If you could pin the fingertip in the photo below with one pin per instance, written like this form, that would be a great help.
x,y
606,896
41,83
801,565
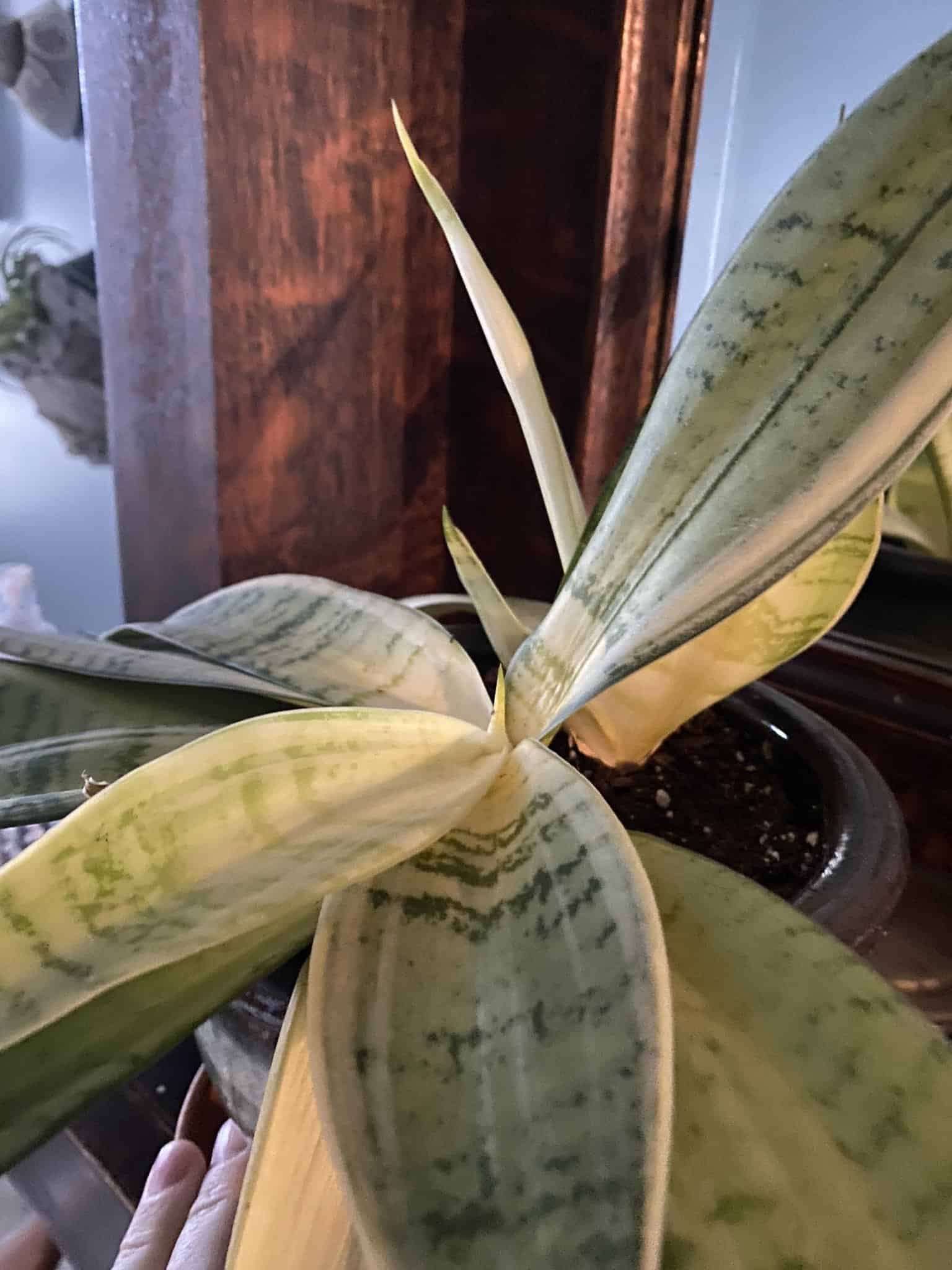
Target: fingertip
x,y
229,1143
175,1162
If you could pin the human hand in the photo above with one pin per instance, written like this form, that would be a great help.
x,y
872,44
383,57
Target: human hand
x,y
186,1214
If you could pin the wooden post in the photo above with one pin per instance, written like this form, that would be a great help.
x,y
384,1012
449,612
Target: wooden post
x,y
294,378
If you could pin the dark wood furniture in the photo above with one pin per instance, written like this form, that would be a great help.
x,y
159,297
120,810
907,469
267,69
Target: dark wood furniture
x,y
294,376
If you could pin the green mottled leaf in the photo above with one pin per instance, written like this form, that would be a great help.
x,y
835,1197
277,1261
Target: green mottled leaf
x,y
38,809
47,1077
37,704
490,1028
99,659
816,368
221,838
42,780
106,755
811,1123
513,356
630,721
327,643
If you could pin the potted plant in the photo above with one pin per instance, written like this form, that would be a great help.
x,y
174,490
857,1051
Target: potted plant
x,y
506,988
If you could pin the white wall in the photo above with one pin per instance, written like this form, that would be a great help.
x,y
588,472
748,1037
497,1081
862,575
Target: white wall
x,y
58,512
777,74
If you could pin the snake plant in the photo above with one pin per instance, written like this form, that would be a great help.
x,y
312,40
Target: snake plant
x,y
526,1038
919,506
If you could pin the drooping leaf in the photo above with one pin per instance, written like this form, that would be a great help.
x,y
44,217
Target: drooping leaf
x,y
503,629
37,704
446,603
490,1028
923,530
811,1118
816,368
513,356
99,659
50,1076
328,643
106,755
38,809
223,837
630,721
291,1203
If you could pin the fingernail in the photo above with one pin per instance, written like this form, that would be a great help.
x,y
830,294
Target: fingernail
x,y
229,1143
173,1165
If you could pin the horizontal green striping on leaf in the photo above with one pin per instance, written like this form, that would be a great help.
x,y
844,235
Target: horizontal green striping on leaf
x,y
815,370
224,837
333,644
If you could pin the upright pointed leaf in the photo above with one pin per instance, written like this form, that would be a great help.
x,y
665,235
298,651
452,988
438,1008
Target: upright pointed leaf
x,y
293,1202
811,1124
503,629
333,644
220,838
630,721
818,367
491,1032
513,356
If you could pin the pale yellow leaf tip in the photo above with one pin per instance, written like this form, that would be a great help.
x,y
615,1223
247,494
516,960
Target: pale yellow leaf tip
x,y
432,190
496,724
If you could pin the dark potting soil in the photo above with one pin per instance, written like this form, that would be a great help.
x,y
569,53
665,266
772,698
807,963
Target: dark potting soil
x,y
724,790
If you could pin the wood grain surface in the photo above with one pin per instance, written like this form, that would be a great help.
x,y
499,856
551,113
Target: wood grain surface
x,y
295,379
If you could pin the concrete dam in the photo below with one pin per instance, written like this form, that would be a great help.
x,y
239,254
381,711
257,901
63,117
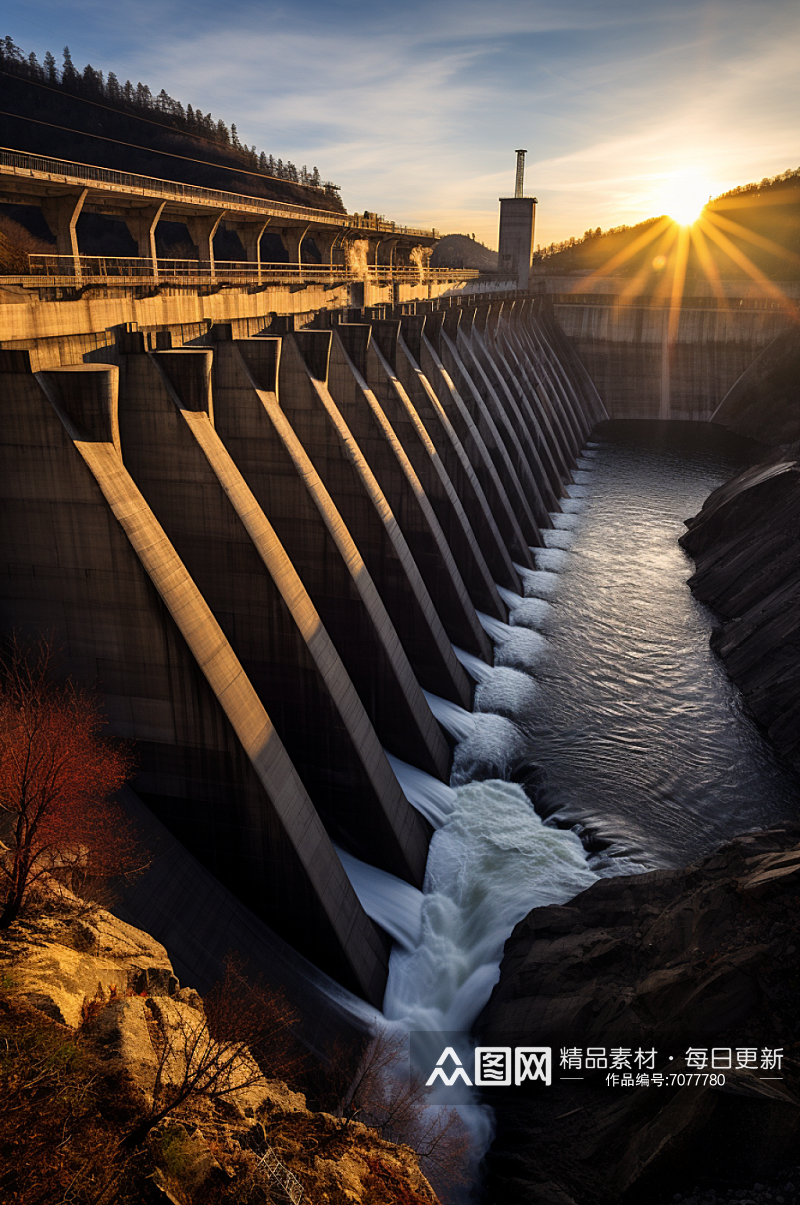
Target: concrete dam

——————————

▶ _SET EXERCISE_: In the data above, swap "photo" for "image" in the part that opens with the line containing "If you could pin the upright" and closes at the end of the data. Leave everything else unchanged and omit the pictures.

▶ _CORRECT RESPONSE_:
If you could pin the upright pointed leaf in the image above with one pin per instance, written like this form, that would be a great help.
x,y
665,235
298,651
452,988
438,1008
Target: upright pointed leaf
x,y
293,1202
811,1124
503,629
333,644
220,838
630,721
818,367
491,1032
513,356
If you could pin the pale yellow leaf tip in the image above with one pin per instance, written like this form, that would be a great help.
x,y
615,1223
247,494
516,960
Target: pale yellow leaf tip
x,y
432,190
496,724
If you could pin the dark potting soil in the image above with one pin per instance, written like this form, that would be a great help.
x,y
569,53
665,266
772,698
807,963
Target: dark potting soil
x,y
724,790
If you could pin the wood grain surface in the image above with one pin per instance, written like this form, that would be a great help.
x,y
499,856
551,113
Target: wood grain surface
x,y
295,379
If you could pin the concrete dam in the image below with one pin per instance, written like this form, that would be a great help.
x,y
239,254
381,711
257,901
63,117
Target: concrete dam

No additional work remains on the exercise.